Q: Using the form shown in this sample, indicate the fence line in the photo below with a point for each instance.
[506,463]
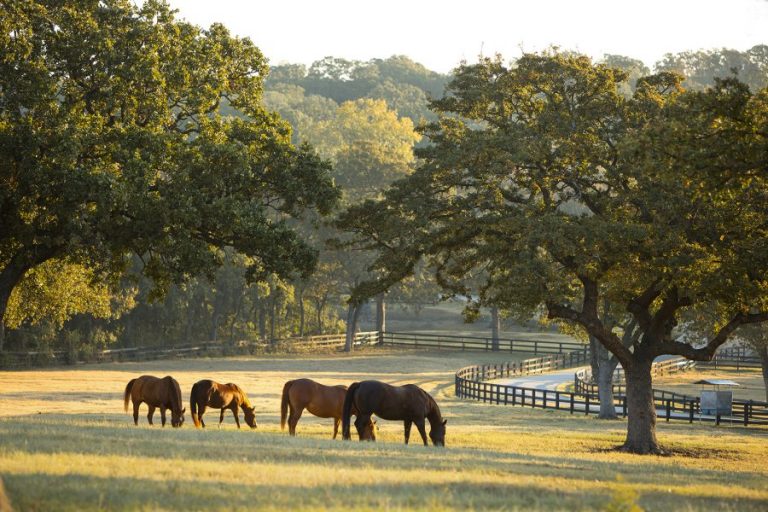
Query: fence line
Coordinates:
[583,378]
[12,360]
[454,342]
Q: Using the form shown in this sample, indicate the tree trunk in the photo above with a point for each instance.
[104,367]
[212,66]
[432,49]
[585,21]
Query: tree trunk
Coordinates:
[495,328]
[272,308]
[605,387]
[595,348]
[353,313]
[641,412]
[763,352]
[381,317]
[301,312]
[9,278]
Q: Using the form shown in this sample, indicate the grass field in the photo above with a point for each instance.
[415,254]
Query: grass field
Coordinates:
[65,444]
[750,380]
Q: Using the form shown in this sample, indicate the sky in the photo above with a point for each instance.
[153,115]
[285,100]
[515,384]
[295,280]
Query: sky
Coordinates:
[440,34]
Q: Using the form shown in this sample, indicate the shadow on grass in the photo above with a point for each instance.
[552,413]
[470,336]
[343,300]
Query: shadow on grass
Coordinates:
[40,491]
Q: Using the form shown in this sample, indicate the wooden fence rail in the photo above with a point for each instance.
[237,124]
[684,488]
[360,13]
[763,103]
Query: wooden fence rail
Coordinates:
[13,360]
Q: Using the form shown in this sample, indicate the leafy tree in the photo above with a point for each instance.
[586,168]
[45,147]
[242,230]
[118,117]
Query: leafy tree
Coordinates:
[111,143]
[756,337]
[56,291]
[673,184]
[369,146]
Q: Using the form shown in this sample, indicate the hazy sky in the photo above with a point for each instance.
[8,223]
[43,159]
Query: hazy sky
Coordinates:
[439,34]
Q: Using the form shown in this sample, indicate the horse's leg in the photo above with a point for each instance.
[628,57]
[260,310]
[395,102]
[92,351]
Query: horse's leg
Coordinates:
[293,419]
[408,424]
[362,419]
[234,413]
[420,425]
[150,413]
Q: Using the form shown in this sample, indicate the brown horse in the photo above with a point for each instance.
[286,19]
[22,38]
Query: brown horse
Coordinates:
[164,393]
[207,393]
[408,403]
[320,400]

........

#### PROBLEM TO WORK ON:
Reproduce verbatim every line of the material from the line containing "Q: Using the form shown in this sample, indicate the hazy" through the final line of the material, including both of these lines.

#### PROBLEM SOLUTION:
Q: Using the form shown in this sample, indicate the hazy sky in the photo above with a point for each instance.
[8,223]
[43,159]
Query: hazy sky
Coordinates:
[439,34]
Q: Using the form shown in this sample, indicate the horse's leg in the photo above with a point for each instance.
[628,57]
[260,310]
[395,102]
[92,351]
Query: horse's leg
Coordinates:
[293,419]
[408,424]
[362,419]
[234,413]
[420,425]
[150,413]
Q: Using the form shown in this sample, indicate the brown horse in the photo above with a point for each instance.
[286,19]
[22,38]
Query: brown horse
Coordinates:
[164,393]
[207,393]
[408,403]
[320,400]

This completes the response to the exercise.